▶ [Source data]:
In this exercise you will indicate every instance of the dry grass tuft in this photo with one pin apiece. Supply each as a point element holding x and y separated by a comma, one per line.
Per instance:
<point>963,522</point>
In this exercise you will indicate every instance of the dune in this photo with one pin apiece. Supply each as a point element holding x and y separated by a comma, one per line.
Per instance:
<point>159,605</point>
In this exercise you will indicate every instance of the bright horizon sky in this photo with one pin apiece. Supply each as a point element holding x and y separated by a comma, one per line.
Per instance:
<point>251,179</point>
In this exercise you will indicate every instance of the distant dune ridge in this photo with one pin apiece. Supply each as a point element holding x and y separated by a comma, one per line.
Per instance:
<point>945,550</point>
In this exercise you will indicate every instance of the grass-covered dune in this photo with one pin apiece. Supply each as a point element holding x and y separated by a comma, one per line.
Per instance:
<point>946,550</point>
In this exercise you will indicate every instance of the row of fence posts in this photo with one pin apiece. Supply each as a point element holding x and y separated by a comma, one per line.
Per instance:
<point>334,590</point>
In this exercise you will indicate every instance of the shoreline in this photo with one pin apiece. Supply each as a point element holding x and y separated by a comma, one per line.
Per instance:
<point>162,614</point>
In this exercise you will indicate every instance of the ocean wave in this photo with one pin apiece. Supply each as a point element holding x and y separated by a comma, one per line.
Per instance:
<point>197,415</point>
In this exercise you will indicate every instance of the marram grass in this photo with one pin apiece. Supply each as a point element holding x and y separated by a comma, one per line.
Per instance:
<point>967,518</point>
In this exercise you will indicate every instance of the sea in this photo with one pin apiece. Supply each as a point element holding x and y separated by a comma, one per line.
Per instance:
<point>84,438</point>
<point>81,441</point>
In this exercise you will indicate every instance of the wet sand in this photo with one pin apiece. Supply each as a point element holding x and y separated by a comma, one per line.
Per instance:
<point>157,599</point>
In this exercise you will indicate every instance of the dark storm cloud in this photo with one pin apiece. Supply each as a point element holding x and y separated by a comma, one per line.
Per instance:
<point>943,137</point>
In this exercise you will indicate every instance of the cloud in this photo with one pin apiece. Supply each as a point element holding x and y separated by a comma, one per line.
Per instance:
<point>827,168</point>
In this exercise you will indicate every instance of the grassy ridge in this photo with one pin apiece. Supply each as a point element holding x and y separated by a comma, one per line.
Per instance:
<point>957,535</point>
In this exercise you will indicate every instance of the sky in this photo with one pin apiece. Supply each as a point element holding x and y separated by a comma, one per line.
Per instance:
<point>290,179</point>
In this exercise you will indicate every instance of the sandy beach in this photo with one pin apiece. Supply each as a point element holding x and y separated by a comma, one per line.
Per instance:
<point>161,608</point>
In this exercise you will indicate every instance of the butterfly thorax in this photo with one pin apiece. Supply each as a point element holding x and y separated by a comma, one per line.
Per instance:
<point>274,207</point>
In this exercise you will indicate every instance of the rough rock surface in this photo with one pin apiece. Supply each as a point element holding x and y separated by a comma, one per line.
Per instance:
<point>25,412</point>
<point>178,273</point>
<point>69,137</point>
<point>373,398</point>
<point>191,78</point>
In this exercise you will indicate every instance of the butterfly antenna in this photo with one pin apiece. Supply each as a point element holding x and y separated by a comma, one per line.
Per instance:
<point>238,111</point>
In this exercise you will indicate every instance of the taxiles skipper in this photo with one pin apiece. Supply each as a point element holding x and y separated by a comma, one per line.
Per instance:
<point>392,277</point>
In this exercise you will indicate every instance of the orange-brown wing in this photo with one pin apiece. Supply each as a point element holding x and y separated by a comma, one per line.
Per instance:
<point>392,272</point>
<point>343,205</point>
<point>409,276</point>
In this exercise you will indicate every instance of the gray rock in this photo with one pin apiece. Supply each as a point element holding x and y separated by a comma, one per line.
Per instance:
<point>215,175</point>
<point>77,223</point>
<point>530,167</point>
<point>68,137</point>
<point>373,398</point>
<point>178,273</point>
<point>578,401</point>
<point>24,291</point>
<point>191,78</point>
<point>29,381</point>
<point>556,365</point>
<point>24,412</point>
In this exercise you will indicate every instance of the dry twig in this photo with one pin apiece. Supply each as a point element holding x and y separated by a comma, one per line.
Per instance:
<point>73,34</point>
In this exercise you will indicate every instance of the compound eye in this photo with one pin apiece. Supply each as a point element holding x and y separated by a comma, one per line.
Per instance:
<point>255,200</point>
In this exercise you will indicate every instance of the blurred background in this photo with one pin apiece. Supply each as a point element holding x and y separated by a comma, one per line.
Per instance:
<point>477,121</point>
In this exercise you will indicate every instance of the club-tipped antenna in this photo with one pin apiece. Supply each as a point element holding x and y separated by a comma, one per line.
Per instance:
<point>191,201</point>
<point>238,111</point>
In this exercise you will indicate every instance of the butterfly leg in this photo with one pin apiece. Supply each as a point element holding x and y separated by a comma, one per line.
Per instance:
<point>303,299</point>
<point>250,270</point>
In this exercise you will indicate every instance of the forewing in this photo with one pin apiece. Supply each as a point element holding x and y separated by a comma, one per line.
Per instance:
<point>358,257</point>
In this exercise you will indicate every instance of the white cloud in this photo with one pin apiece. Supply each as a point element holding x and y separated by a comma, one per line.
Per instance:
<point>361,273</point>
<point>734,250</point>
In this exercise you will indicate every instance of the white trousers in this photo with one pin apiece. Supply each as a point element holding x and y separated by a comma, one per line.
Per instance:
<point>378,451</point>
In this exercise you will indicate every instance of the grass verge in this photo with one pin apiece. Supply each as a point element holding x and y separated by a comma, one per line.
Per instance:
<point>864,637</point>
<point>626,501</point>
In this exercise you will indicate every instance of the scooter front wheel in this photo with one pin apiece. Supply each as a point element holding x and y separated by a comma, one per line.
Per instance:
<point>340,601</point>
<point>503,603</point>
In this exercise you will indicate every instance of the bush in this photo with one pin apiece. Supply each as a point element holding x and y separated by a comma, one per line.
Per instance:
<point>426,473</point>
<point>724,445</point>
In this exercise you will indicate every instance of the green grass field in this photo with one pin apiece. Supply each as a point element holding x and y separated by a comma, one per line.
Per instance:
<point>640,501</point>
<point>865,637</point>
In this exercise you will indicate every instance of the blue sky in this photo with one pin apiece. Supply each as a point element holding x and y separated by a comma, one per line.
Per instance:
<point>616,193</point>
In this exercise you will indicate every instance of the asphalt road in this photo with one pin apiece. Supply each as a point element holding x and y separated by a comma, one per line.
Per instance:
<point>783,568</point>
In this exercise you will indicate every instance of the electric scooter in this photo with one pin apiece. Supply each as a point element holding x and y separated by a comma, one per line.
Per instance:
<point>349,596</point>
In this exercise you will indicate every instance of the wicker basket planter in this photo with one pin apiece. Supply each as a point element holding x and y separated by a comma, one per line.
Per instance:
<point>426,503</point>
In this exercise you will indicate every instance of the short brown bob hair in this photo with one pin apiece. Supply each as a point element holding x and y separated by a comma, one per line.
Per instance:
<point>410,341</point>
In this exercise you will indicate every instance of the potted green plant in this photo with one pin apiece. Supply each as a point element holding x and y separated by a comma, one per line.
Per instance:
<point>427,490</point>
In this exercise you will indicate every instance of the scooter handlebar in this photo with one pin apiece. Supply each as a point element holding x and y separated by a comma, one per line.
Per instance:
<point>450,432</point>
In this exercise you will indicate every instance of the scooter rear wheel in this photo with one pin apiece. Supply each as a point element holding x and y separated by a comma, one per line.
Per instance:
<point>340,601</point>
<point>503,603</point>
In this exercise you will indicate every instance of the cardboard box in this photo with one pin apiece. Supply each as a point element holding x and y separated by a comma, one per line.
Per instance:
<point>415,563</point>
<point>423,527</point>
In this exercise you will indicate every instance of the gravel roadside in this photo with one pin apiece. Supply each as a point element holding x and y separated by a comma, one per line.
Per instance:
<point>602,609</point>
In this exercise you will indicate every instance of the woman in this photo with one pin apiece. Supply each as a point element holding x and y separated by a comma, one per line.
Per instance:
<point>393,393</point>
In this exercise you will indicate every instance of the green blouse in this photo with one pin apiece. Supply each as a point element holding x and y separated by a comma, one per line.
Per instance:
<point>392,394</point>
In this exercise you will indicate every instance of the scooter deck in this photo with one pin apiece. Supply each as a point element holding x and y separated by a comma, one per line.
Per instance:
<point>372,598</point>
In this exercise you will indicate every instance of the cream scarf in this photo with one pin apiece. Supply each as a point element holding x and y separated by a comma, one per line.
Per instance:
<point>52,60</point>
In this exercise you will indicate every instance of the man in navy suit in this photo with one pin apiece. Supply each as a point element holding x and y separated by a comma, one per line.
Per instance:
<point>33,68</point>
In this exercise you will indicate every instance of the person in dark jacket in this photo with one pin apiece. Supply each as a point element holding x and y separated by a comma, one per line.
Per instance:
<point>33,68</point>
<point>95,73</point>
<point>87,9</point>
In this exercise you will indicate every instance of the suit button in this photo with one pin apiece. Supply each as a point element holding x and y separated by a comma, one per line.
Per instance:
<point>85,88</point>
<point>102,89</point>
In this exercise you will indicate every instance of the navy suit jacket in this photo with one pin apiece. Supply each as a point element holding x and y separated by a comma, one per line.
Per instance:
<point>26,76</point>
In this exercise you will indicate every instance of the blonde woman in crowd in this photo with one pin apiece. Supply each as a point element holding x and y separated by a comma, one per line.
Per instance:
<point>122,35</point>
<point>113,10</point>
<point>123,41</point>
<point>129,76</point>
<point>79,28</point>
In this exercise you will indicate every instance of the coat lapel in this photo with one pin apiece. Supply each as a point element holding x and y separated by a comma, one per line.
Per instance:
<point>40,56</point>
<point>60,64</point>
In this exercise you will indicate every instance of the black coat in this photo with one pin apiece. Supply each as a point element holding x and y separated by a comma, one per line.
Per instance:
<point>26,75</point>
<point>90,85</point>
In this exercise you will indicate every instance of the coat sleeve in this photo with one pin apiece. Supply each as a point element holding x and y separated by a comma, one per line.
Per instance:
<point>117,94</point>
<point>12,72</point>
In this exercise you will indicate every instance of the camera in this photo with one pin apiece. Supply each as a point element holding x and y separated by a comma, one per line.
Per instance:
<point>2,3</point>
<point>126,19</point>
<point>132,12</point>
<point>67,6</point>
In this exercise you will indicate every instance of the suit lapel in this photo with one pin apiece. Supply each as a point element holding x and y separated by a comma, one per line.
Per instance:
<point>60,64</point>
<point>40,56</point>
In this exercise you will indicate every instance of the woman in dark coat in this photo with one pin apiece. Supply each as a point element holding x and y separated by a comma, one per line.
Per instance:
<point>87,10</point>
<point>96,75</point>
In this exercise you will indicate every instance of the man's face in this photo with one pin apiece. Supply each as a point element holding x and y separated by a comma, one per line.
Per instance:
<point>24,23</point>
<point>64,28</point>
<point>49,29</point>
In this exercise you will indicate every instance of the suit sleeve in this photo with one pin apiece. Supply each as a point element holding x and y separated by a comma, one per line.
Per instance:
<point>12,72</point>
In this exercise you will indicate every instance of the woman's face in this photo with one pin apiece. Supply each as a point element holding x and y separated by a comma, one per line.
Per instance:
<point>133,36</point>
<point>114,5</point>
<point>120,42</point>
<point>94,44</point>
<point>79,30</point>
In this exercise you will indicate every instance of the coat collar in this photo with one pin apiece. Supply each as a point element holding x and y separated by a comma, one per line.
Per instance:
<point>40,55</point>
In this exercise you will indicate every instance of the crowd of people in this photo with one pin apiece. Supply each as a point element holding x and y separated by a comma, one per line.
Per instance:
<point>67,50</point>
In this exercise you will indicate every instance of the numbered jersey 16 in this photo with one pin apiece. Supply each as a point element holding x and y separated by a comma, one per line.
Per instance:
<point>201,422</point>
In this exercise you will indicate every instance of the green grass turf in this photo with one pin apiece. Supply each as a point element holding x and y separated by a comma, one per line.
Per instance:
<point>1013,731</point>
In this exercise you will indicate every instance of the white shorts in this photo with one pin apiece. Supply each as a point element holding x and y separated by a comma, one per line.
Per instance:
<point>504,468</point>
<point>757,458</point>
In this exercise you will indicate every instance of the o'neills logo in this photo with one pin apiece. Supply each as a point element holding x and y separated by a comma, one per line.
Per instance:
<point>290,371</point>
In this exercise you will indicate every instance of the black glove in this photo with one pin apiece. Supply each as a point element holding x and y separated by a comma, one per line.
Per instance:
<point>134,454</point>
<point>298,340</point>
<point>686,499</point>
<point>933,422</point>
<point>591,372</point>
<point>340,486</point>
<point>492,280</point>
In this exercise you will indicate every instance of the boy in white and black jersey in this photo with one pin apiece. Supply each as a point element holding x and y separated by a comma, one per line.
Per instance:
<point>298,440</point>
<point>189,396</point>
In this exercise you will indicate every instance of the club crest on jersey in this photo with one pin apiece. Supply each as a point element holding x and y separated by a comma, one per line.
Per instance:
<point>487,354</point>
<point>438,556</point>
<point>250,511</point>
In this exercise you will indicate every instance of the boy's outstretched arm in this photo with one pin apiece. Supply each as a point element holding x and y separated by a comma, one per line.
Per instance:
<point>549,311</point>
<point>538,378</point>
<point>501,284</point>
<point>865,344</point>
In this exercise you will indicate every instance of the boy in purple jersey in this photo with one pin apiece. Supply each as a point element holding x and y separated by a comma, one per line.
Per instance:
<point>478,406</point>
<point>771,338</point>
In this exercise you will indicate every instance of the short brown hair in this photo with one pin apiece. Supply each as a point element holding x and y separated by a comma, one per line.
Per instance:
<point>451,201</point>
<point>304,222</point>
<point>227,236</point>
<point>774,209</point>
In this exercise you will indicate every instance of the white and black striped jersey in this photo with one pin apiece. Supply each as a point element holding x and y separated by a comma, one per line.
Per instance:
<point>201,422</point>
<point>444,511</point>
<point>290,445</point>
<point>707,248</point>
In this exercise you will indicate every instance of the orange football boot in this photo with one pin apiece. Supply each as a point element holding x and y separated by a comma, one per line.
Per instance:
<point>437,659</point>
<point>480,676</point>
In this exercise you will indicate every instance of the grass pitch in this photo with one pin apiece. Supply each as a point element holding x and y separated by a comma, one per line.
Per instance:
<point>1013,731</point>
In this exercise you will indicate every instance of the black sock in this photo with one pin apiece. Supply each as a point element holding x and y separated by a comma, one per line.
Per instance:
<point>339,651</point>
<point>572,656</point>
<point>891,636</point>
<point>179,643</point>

▶ [Goal]: Reproduce, line for line, everything in the listing above from the line containing "boy in purple" down to the line containing "<point>707,248</point>", both of those lines included.

▶ [Answer to the problem]:
In this exercise you will indicate every instance of the boy in purple jersey in this photo with one pin apiece. Supply each as a point element holding x and y separated by a comma, one per line.
Per instance:
<point>478,406</point>
<point>771,338</point>
In this exercise you will indicate every instance of the short brown hair in this photo with one pin apiece. Supply each as a point element holding x and y separated by a comma, one per line.
Per instance:
<point>451,201</point>
<point>304,222</point>
<point>227,236</point>
<point>774,209</point>
In this exercise you will indicate every instance of the white and black striped jersey in this photo with one pin apiece. Supply each as a point element holding x and y separated by a comma, one per line.
Per instance:
<point>201,422</point>
<point>444,511</point>
<point>290,445</point>
<point>707,248</point>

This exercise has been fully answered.